Stored data entries
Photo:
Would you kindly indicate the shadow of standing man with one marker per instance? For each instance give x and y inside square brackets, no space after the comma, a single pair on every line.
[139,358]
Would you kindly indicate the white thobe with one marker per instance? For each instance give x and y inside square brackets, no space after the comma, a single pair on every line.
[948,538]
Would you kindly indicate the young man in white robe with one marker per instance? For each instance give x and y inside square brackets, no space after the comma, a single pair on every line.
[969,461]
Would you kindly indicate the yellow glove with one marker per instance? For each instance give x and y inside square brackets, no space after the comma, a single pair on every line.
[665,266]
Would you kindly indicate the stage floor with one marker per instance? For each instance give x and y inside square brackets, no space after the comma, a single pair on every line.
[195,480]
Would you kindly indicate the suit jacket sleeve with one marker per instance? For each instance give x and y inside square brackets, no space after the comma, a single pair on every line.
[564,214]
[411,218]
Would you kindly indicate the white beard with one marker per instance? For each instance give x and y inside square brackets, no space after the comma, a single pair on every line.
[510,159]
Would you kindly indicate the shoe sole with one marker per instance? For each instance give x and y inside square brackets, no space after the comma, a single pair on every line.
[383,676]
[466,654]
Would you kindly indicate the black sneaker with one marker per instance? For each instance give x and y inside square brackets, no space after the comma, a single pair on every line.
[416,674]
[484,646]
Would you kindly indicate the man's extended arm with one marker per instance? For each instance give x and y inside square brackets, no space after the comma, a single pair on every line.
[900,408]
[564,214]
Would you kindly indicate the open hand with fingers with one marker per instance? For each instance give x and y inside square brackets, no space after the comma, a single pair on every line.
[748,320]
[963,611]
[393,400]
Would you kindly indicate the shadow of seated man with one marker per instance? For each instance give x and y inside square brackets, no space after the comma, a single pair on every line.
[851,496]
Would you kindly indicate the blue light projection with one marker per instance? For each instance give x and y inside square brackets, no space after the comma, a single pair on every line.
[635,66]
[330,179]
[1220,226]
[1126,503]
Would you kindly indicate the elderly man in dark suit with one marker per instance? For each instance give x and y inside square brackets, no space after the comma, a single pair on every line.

■ **What the exercise asks**
Retype all of the data exactly, so that nothing differs from what is given.

■ **Task response**
Photo:
Would you kindly indicate the shadow of standing man with one marker per instance? For each instance give x and y inside square brackets, no space after the comma, a single pair on every line.
[139,358]
Would you kindly indicate the white thobe with one marker per instance? For each instance give x and y inside square brackets, no space after the comma, a single pair on every line.
[948,538]
Would you kindly indicate the young man in white robe with one marker per instance? For each instance give x and y inside square brackets, no space after the comma, a single pair on every line.
[969,461]
Would you kindly indicate the yellow glove with one marker per instance? For each instance give x and y inside square brackets, no space after the comma, a single pair on every line.
[665,266]
Would you kindly indicate the stage floor with one marker per instance? For each instance give x and y inside square brackets, no space after the comma, a single pair on every line.
[195,480]
Would you kindly indicate the suit jacket sleeve with one marker per instance? For each instance give x and y inside square brackets, no space after the comma, a single pair on every line.
[564,214]
[411,218]
Would you kindly indicate the white beard with one marker per instance? For each instance give x and y inside square brackets, no space after the comma, a single pair on every line.
[510,159]
Would you kindly indicate the shoe sole with one marker per instance? For each instance give x and y inside square brackets, no space after the comma, a single pair on every line.
[383,676]
[466,654]
Would you kindly indicate the black sneaker with one marker per instance? For each instance give x and y inside square brackets, no space after the comma, a single pair on every line.
[416,674]
[484,646]
Would you kindly indicate the man's extended arm with one marker per instance? For each instance give x and y inside square brackets, no space after the comma, a single pair on every line.
[900,408]
[564,214]
Would you kindly indicate the open hand with fingers with one marker per instance? For each instance give x and y inside square brackets, no space after the comma, a single pair on every line.
[748,320]
[963,611]
[393,400]
Would you kindly indicate the shadow of seated man with one marker per instance? For each instance give x and y inside square brackets, no space after the comma, a single pair on every line.
[851,496]
Would you kindly indicate the blue light projection with one marker per instance? For each instance give x and y inside square brackets, no space after the comma, a single pair on every line.
[635,66]
[330,179]
[1220,226]
[1126,503]
Would you kindly indicate the elderly man in dark suit with one marker per instance? For each instance give x and y inside square brackets, no space after the comma, a single pair on every line.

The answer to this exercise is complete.